*** Opening of Quoted passage ***
More Than One-Third Of US Kids And Teens Suffer Physical Abuse, Shocking Study Reveals

More than a third of U.S. children and teens up to age 17 have been the victims of physical assault, primarily at the hands of siblings and peers, a new study reveals.

Researchers say that's the finding of the National Survey of Children's Exposure to Violence, a survey conducted every few years since 2008.

"Children are the most victimized segment of the population," says David Finkelhor of the Crimes Against Children Research Center at the University of New Hampshire in Durham.

"The full burden of this tends to be missed because many national crime indicators either do not include the experience of all children or don't look at the big picture and include all the kinds of violence to which children are exposed," says Finkelhor, lead author of the study published in JAMA Pediatrics.

Assaults are most likely to come from people you spend the most time with, he explains, which for children are siblings, schoolmates and parents.
*** Close of Quoted passage ***
*** Opening of Dataset entries ***
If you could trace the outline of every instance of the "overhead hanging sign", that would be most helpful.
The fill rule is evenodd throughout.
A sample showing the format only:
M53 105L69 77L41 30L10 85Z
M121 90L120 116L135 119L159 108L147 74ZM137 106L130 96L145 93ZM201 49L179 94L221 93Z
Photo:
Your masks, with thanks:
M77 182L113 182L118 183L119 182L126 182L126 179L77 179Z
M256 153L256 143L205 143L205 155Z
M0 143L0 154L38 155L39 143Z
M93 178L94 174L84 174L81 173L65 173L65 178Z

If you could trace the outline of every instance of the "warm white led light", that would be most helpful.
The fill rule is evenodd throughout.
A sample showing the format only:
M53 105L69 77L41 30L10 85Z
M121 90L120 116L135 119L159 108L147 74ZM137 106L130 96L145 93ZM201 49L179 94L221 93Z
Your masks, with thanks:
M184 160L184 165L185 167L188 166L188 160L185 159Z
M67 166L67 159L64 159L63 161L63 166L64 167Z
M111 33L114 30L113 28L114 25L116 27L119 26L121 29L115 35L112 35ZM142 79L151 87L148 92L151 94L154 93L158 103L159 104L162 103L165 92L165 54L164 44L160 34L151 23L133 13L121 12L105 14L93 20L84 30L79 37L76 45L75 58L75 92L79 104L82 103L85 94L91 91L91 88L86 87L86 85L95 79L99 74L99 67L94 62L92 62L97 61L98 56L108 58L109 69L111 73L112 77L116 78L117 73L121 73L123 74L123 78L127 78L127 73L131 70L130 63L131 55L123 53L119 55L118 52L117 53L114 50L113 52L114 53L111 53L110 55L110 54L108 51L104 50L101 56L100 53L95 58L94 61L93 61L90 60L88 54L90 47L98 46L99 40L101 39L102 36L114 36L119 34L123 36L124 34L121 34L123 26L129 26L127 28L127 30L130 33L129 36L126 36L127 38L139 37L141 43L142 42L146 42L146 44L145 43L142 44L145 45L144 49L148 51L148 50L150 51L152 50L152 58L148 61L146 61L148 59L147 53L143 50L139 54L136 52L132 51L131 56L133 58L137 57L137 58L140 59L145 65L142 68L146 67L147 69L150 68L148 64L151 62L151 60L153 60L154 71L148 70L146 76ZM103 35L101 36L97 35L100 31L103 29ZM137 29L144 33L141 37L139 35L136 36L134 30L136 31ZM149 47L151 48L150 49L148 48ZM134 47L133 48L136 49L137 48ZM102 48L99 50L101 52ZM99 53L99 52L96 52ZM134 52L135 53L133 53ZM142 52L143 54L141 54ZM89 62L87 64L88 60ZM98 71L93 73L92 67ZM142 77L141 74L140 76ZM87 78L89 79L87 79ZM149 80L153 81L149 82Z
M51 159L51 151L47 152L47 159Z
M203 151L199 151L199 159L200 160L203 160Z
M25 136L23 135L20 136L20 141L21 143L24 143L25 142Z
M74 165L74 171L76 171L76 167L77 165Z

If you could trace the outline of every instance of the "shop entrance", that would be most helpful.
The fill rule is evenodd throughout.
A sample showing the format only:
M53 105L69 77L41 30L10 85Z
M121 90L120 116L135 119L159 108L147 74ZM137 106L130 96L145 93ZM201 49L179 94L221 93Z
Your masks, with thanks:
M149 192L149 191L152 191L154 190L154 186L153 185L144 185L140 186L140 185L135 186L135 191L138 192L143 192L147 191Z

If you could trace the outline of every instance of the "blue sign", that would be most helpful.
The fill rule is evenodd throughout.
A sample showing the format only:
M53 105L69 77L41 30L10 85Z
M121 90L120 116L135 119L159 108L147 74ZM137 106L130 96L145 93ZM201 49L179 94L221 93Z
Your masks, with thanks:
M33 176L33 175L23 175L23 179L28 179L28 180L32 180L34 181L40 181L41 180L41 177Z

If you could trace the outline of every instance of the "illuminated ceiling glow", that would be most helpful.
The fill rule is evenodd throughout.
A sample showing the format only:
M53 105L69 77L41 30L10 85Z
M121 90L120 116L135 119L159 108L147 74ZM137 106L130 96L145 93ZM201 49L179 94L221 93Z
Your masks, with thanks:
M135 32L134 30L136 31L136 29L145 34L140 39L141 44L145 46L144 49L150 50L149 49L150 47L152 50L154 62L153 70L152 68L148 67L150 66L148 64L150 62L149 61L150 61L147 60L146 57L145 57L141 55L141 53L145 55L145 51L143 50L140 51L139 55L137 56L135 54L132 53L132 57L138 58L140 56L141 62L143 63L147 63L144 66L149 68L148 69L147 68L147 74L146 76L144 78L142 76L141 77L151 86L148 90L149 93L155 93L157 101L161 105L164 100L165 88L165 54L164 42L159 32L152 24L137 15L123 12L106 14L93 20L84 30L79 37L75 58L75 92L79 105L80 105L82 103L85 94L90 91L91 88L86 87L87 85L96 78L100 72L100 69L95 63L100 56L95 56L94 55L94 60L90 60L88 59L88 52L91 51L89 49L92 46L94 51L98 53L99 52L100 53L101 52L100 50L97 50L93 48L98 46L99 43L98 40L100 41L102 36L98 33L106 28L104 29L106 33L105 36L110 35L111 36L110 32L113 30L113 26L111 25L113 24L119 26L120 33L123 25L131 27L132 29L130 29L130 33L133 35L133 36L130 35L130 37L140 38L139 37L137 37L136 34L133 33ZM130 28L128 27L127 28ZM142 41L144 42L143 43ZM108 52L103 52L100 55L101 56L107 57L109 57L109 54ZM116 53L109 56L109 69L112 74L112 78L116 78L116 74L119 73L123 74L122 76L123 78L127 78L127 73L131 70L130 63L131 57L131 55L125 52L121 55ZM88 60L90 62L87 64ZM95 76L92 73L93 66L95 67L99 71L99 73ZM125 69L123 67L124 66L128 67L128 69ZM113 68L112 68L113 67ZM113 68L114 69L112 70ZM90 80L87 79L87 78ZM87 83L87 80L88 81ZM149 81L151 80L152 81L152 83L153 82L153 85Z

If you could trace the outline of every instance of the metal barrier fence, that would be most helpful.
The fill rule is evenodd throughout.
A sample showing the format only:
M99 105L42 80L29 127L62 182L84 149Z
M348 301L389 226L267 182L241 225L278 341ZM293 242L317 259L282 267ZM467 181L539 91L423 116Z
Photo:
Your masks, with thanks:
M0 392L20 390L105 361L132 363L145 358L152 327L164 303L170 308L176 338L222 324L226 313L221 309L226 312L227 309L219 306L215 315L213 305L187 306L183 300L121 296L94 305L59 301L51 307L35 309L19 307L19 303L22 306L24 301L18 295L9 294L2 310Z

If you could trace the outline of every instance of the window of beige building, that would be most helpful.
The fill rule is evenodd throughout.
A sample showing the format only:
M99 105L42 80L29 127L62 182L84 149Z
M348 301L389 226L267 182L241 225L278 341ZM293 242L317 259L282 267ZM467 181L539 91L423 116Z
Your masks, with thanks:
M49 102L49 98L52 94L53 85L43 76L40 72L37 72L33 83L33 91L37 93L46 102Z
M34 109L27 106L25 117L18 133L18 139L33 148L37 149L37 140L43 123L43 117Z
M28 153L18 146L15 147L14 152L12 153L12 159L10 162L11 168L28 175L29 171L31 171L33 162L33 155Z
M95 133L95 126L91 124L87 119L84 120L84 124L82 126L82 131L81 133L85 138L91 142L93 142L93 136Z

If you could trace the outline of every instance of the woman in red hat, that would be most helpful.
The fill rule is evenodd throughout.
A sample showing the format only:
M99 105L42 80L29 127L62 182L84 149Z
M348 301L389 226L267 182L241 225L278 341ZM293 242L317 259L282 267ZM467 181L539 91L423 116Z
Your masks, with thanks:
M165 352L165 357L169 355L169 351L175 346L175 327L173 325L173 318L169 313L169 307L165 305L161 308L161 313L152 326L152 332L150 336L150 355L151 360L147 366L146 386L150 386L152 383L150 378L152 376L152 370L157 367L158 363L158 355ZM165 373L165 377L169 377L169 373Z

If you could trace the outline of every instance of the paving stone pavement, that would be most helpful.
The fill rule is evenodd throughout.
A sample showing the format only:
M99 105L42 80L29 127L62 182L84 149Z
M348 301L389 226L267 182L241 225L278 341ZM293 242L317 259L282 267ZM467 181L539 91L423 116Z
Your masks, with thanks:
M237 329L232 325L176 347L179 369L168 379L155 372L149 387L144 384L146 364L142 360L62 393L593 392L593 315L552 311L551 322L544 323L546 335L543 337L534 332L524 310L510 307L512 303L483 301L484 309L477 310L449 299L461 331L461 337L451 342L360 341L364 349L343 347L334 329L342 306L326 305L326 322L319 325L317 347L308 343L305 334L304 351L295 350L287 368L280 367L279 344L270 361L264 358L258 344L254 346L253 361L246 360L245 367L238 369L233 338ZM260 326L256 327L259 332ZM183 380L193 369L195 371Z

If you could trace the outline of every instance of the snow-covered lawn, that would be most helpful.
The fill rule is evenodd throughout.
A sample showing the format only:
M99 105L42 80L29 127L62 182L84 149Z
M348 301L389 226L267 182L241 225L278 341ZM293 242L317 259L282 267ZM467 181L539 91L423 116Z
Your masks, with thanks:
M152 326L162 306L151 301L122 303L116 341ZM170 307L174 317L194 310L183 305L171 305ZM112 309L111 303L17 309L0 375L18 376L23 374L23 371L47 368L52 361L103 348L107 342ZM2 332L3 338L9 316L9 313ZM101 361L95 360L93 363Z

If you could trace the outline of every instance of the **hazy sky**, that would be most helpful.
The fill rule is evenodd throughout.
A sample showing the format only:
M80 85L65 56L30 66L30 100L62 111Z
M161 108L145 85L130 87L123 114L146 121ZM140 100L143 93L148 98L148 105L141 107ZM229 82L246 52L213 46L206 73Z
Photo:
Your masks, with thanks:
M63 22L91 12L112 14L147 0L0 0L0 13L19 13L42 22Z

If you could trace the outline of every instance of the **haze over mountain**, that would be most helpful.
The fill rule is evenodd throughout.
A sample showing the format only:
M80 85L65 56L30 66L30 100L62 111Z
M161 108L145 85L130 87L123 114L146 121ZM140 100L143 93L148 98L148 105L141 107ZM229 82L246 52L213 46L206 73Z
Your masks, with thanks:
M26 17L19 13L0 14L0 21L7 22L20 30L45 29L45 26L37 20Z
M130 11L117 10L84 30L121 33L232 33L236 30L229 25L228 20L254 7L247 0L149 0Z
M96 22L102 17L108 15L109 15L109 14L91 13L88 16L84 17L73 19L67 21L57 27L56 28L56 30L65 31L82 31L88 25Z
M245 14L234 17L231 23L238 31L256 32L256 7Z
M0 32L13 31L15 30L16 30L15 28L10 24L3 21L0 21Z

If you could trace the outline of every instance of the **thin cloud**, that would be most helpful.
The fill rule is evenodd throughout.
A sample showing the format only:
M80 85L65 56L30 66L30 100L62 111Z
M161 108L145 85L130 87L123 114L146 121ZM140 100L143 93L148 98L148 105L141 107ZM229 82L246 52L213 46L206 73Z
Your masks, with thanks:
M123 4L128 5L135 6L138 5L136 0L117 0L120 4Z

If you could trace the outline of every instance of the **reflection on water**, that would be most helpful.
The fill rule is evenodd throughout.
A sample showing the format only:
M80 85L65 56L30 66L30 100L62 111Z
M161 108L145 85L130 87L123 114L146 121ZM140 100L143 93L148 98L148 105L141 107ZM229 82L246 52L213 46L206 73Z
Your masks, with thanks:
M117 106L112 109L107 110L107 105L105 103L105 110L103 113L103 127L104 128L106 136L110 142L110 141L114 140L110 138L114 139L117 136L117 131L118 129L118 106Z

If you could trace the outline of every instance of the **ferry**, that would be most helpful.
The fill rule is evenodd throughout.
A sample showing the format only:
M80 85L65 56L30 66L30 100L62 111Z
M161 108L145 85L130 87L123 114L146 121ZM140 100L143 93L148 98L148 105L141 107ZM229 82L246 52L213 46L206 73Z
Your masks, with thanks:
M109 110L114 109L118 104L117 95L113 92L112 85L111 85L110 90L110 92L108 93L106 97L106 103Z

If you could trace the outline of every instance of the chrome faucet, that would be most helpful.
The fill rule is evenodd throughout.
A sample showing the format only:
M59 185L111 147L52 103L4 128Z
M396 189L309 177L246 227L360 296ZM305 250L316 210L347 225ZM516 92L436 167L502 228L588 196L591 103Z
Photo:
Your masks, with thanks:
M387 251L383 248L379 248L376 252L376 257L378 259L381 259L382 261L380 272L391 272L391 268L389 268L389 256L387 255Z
*** Close of Dataset entries ***
▶ [Activity]
Rewrite the stretch of the article on child victimization from "More Than One-Third" through "years since 2008.", substituting "physical violence" for "physical assault".

▶ [Written answer]
More Than One-Third Of US Kids And Teens Suffer Physical Abuse, Shocking Study Reveals

More than a third of U.S. children and teens up to age 17 have been the victims of physical violence, primarily at the hands of siblings and peers, a new study reveals.

Researchers say that's the finding of the National Survey of Children's Exposure to Violence, a survey conducted every few years since 2008.